***** PASSAGE FOR REVIEW *****

The study seeks to explore how the once-in-a-generation Covid-19 pandemic has impacted journalists and the journalism industry across 26 countries in emerging economies and the global south.

Reporting from the frontline: the structural impact on newsrooms

African journalists interviewed by the study said the speed at which they were forced to adapt to working remotely presented a series of complex challenges. One journalist from Zimbabwe spoke of the challenges he encountered as a result of network issues and high data costs in the country, while a Ugandan journalist said the lockdown restricted movement and banned public transport for some time thus making it difficult for him to move around. Another journalist from Kenya said working from home was not so practical in some types of work such as those that required specialised equipment. For other journalists, working from home meant increased productivity, with one Nigerian journalist saying: “I could write an average of five stories a day. It was because I had time solely for reporting”.

In addition to the practical obstacles of doing their job, the report stressed the impact that the pandemic had had on the mental health of journalists. One reporter surveyed in the report was quoted as saying, “There was a big gap in terms of bonding, sharing ideas and loneliness”. Taking this into consideration, newsroom leaders are urged to be cognisant of the effect that Covid reporting has on journalists, while newsroom managers must encourage conversations and prioritise the mental health of journalists.

Combating fake news and the ‘infodemic’

The coronavirus pandemic threw many journalists in the deep end, forcing them to contend with an influx of information and science that most had not been equipped to deal with. But with this also came a wave of misinformation.

*****

- _ASSIGNMENT 1_
Transcribe the part of the Covid-19 journalism passage starting at "In addition to" and ending at "prioritise the mental health of journalists.".
- _ASSIGNMENT 2_
In the Covid-19 journalism passage, how many countries does the study cover?

***** INFORMATION *****

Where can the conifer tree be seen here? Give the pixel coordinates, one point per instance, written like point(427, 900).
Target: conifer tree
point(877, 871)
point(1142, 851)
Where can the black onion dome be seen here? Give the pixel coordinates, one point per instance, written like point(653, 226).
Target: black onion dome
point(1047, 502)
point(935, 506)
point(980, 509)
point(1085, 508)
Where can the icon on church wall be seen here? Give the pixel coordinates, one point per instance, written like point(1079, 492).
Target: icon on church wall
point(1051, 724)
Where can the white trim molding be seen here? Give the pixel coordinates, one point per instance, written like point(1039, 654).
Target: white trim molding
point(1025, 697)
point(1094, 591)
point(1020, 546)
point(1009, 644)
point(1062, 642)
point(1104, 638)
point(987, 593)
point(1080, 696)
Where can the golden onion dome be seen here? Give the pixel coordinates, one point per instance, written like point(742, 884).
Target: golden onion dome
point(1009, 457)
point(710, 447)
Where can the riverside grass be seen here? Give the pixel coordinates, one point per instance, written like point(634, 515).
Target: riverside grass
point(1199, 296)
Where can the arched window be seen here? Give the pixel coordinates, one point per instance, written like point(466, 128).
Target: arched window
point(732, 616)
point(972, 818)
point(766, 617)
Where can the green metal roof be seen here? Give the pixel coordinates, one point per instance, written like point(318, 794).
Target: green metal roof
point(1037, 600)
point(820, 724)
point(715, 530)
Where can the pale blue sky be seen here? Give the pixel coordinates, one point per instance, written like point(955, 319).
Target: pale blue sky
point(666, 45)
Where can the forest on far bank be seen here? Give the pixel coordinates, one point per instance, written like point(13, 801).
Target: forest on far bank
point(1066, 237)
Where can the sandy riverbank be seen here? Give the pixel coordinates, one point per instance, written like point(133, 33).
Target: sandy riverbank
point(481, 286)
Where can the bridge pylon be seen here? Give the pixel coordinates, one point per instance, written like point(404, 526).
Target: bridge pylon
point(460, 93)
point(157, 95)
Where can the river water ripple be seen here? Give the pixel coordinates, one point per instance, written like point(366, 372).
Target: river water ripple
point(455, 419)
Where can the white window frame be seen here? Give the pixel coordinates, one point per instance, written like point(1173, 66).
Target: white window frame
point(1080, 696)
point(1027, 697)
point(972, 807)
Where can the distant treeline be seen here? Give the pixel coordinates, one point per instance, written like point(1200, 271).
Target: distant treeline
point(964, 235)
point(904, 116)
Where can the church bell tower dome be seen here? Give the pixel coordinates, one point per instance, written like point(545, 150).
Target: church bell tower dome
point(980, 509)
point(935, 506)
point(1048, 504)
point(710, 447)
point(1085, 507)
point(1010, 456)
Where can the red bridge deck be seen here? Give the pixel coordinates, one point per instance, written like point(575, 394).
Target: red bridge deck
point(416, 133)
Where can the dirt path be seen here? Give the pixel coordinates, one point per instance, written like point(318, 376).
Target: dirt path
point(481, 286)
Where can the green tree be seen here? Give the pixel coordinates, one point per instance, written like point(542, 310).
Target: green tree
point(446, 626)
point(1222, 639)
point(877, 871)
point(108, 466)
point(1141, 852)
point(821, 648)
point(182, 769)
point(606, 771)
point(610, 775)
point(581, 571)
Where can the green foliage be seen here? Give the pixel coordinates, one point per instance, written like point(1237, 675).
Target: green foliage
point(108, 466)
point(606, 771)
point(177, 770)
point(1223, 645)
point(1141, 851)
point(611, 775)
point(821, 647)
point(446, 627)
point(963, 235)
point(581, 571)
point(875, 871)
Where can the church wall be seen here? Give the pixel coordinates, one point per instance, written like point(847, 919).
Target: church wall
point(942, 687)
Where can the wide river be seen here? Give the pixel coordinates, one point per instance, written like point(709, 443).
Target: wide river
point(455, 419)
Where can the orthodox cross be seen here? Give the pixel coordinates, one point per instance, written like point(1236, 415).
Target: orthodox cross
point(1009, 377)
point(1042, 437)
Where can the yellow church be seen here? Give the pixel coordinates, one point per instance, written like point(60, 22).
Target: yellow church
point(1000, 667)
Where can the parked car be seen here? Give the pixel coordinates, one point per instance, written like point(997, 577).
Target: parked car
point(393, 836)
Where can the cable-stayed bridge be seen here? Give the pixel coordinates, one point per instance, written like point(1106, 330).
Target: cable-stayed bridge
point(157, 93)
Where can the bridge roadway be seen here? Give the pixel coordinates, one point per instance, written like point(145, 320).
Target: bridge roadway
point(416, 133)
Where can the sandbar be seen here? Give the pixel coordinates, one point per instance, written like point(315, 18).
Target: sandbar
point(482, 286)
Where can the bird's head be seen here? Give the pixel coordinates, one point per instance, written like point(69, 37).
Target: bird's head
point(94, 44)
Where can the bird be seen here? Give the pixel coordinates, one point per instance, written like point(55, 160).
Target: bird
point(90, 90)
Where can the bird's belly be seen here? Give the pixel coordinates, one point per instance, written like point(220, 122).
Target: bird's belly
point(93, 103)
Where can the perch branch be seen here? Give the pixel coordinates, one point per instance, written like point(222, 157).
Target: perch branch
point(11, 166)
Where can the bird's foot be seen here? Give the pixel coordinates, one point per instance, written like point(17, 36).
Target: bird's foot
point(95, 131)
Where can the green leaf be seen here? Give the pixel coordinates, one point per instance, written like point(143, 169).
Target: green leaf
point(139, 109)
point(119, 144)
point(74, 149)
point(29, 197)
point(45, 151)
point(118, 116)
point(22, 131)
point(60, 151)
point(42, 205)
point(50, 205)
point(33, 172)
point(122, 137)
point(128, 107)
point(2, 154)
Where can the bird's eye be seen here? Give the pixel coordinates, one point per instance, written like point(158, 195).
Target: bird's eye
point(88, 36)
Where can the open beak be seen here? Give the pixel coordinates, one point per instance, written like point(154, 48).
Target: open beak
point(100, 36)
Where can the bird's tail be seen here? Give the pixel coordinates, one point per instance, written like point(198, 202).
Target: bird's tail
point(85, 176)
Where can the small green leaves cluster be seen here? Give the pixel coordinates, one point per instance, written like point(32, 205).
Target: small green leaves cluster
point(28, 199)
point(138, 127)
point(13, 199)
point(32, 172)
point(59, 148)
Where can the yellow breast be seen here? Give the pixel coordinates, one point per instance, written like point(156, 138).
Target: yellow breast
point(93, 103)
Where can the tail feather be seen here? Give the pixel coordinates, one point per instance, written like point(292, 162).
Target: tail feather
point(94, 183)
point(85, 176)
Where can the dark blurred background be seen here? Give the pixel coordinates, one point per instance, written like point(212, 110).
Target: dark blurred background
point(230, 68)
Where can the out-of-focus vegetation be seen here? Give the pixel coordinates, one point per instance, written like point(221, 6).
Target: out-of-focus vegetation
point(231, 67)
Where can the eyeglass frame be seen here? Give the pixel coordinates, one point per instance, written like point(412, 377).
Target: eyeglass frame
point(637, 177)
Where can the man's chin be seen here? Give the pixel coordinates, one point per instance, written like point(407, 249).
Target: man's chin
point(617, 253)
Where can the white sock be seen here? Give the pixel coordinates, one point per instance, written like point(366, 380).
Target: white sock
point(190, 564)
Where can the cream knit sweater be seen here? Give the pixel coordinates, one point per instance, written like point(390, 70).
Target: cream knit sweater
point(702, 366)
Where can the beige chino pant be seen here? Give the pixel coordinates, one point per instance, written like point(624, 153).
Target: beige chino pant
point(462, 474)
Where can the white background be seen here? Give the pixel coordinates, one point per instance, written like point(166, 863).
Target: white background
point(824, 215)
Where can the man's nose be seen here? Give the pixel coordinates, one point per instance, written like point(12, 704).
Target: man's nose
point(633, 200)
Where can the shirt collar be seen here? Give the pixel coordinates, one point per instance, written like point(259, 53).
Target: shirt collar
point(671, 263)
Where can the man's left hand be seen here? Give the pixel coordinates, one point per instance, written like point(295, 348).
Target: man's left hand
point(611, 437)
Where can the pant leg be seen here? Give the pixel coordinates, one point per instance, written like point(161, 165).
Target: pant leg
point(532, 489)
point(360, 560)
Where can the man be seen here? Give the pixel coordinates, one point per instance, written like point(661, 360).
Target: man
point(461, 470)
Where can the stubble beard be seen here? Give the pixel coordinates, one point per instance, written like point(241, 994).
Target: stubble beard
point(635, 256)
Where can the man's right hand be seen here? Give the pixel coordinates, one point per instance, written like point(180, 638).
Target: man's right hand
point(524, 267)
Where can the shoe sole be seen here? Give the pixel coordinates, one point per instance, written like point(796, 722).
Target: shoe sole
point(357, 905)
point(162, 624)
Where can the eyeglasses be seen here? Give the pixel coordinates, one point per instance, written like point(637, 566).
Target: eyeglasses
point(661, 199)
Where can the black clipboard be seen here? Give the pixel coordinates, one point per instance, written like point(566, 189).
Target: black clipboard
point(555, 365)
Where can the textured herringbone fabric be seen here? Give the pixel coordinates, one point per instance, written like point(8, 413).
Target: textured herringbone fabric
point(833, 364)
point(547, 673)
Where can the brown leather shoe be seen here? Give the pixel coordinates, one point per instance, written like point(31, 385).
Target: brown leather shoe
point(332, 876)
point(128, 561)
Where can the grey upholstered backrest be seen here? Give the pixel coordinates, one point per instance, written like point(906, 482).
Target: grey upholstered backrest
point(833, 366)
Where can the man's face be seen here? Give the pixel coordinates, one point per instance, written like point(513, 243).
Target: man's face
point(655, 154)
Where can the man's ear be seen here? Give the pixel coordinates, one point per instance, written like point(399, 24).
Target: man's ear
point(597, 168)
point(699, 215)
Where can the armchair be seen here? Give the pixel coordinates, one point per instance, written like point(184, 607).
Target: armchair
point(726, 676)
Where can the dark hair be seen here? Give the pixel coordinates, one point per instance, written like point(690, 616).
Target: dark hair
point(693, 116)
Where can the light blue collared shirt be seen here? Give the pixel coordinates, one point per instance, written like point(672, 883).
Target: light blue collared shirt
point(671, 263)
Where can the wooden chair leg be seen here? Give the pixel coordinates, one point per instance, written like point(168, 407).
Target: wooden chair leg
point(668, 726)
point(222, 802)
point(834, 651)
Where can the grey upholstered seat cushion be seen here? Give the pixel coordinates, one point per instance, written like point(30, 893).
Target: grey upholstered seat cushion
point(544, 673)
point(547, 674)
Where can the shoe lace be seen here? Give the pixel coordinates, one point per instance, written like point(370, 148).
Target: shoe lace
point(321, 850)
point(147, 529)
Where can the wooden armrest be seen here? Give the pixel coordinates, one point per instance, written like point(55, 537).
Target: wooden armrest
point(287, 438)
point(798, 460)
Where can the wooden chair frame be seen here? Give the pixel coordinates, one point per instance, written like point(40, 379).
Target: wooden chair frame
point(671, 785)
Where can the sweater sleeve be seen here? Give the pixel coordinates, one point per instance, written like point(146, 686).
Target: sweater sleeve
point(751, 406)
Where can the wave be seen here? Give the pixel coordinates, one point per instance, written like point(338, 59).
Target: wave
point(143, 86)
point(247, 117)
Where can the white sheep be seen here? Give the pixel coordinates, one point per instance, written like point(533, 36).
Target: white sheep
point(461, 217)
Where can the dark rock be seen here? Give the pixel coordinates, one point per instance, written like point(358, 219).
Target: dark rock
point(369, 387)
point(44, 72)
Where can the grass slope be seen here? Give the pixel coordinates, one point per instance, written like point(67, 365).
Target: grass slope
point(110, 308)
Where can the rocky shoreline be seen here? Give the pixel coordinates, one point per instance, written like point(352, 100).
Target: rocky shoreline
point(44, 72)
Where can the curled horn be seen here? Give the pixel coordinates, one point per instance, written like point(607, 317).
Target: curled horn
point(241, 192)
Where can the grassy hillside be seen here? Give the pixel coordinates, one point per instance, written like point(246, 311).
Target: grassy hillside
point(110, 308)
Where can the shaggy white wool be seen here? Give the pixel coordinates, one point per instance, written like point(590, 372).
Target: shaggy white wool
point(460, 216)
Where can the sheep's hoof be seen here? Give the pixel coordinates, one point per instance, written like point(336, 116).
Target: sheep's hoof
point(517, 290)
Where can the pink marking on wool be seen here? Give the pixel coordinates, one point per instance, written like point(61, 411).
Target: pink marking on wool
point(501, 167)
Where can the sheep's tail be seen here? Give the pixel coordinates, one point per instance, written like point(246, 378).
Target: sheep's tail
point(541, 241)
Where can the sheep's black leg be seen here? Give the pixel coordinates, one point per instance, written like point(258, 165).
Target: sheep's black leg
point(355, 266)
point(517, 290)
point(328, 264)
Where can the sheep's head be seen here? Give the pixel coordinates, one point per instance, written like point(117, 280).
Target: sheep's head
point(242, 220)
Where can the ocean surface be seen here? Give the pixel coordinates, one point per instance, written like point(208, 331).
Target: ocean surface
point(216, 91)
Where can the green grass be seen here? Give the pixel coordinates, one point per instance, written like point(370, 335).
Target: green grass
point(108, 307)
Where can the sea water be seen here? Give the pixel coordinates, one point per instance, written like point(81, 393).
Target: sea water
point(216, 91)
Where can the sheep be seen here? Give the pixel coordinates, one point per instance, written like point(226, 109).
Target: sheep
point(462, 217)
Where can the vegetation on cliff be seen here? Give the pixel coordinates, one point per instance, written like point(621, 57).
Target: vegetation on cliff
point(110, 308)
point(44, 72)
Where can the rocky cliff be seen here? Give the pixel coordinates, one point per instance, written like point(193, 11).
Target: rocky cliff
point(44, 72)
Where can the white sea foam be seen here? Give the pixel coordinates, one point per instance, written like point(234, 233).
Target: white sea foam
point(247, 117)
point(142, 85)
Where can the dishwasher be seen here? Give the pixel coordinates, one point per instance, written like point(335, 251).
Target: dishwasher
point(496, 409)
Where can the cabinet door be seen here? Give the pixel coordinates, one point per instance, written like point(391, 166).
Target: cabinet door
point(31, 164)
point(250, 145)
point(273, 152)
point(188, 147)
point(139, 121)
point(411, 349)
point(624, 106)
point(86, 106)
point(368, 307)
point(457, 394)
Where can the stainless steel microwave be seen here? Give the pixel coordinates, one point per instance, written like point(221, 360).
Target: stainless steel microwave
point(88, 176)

*****

- _RESPONSE AREA 1_
In addition to the practical obstacles of doing their job, the report stressed the impact that the pandemic had had on the mental health of journalists. One reporter surveyed in the report was quoted as saying, “There was a big gap in terms of bonding, sharing ideas and loneliness”. Taking this into consideration, newsroom leaders are urged to be cognisant of the effect that Covid reporting has on journalists, while newsroom managers must encourage conversations and prioritise the mental health of journalists.

- _RESPONSE AREA 2_
26 countries